• **EXERCISE PROMPT**
Copy out each line of the material in which the word "below" can be found.
:::
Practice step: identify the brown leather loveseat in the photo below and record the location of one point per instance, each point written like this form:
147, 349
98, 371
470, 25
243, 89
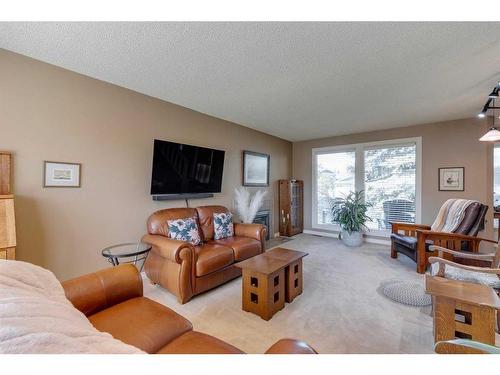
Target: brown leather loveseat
186, 270
113, 301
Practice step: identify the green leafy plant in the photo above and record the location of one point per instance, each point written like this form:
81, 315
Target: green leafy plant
350, 212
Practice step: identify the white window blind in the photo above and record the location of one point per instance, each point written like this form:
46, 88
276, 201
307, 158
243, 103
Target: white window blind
496, 177
335, 179
390, 184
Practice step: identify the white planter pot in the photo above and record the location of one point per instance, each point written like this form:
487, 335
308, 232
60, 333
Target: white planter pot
354, 239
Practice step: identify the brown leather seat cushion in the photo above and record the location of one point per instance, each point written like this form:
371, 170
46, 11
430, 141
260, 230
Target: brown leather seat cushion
243, 247
211, 257
142, 323
470, 218
198, 343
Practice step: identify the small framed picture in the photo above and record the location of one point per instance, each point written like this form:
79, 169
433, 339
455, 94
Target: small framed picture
59, 174
255, 169
451, 179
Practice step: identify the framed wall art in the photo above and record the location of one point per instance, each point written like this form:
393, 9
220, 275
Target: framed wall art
451, 179
255, 169
61, 174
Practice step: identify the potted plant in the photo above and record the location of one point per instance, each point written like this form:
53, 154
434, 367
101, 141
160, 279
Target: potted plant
350, 213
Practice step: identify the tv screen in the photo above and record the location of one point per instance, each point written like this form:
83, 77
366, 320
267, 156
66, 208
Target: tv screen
185, 169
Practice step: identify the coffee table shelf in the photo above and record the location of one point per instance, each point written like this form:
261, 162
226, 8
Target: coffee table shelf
271, 279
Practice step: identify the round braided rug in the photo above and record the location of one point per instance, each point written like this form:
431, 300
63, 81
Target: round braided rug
405, 292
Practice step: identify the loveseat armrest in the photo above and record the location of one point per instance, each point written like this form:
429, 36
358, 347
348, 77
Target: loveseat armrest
173, 250
290, 346
97, 291
255, 231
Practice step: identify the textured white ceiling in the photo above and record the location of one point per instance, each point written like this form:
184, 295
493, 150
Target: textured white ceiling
294, 80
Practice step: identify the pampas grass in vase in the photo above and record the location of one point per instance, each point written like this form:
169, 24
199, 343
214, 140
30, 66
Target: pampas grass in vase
247, 206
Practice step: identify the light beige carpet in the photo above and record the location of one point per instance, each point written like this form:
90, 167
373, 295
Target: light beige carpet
340, 310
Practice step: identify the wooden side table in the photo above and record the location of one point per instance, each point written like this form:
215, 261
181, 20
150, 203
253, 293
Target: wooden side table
263, 290
462, 310
293, 270
270, 279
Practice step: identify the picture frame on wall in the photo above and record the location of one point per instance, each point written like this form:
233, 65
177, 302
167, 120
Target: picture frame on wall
451, 179
61, 174
255, 169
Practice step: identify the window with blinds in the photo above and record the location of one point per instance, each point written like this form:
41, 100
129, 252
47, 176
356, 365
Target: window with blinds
496, 178
335, 179
390, 184
386, 171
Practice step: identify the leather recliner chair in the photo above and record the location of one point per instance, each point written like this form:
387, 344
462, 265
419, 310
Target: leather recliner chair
186, 270
112, 299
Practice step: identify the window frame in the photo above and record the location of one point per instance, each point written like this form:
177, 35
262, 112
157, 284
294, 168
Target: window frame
359, 177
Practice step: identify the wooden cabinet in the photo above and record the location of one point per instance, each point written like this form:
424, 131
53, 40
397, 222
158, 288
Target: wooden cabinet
7, 227
291, 207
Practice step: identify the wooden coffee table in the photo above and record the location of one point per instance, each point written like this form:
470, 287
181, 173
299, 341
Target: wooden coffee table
462, 310
271, 279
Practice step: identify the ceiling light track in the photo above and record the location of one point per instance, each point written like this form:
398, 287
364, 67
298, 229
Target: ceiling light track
493, 134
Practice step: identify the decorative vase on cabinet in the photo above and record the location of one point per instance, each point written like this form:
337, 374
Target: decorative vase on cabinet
291, 207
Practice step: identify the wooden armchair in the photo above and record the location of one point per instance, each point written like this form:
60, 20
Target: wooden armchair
415, 240
475, 268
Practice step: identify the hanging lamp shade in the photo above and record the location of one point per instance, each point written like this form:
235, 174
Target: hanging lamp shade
493, 135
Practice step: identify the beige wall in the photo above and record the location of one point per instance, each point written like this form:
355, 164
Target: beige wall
446, 144
48, 113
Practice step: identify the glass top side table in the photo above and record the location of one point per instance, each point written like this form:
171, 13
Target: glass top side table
127, 253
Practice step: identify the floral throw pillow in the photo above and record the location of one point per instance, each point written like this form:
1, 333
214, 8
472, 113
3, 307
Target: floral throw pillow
223, 225
184, 230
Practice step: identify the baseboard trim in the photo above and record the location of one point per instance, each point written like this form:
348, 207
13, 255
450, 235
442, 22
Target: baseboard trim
377, 240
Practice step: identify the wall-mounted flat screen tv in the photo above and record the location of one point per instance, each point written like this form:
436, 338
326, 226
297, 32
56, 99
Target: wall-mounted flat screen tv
186, 169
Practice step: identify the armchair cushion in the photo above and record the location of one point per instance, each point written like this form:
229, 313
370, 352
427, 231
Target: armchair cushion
223, 225
408, 241
243, 247
212, 257
157, 222
454, 273
206, 218
470, 218
184, 230
142, 323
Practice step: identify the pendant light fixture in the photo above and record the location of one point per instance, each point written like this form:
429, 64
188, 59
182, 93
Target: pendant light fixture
493, 134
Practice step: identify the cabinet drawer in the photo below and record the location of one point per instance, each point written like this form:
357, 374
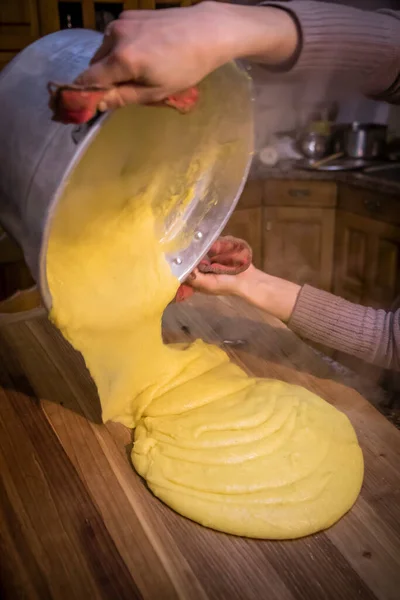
:::
• **TASK RESPONSE**
Practice step: identify the brown leather loveseat in the photo below and record the location of one point per instance, each point written like this form:
Practice step: identify the cabinet drawer in the photo below and record the location of one point per instance, each point written like this form:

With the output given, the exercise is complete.